AVAILABLE DATA |
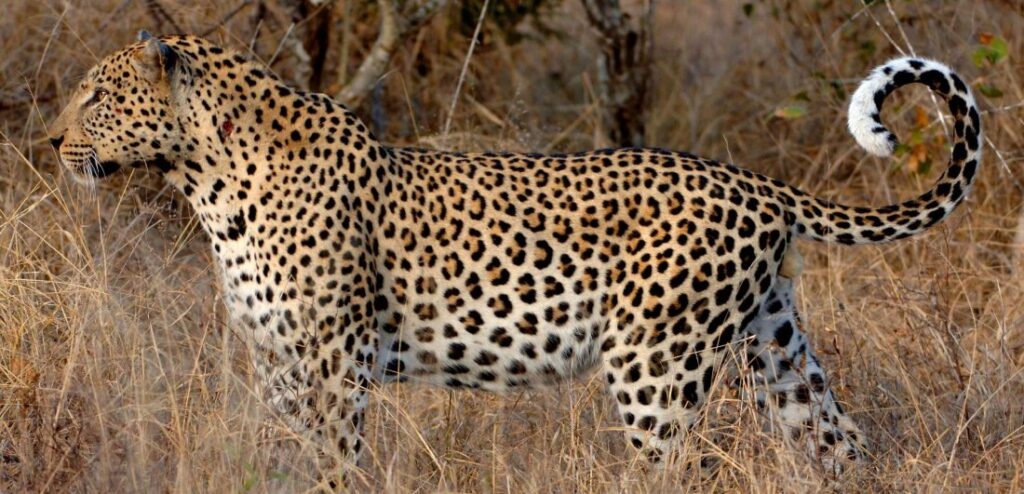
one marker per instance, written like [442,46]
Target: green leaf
[990,53]
[791,112]
[901,150]
[989,90]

WHAT IS REQUIRED |
Would you please retype all the data exactly? Leave out whatever pictures it holds.

WRITTEN SOLUTION |
one marker per instance, written like [442,46]
Target: green leaf
[990,53]
[791,112]
[901,150]
[989,90]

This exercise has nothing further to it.